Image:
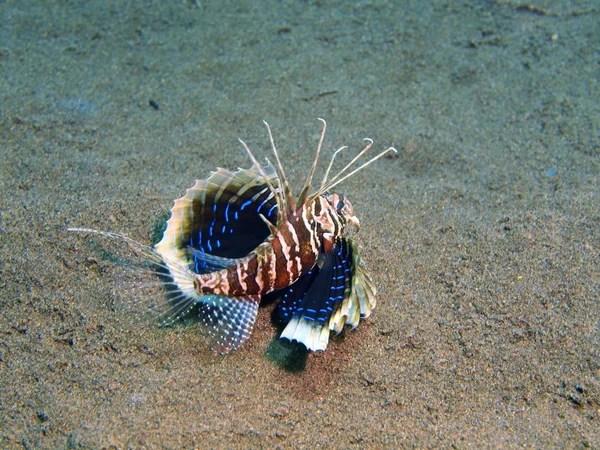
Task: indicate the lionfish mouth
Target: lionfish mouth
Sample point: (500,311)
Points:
(354,224)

◇ ◇ ◇

**What you should do:**
Rewrite the rows above with "lionfish fin" in place of every "lionfish mouth", changing nothing else, and leave out the pictures.

**Solution to this exercise:**
Image:
Task: indicate the lionfish fin
Target: lionfish fin
Sample point: (500,311)
Points:
(354,224)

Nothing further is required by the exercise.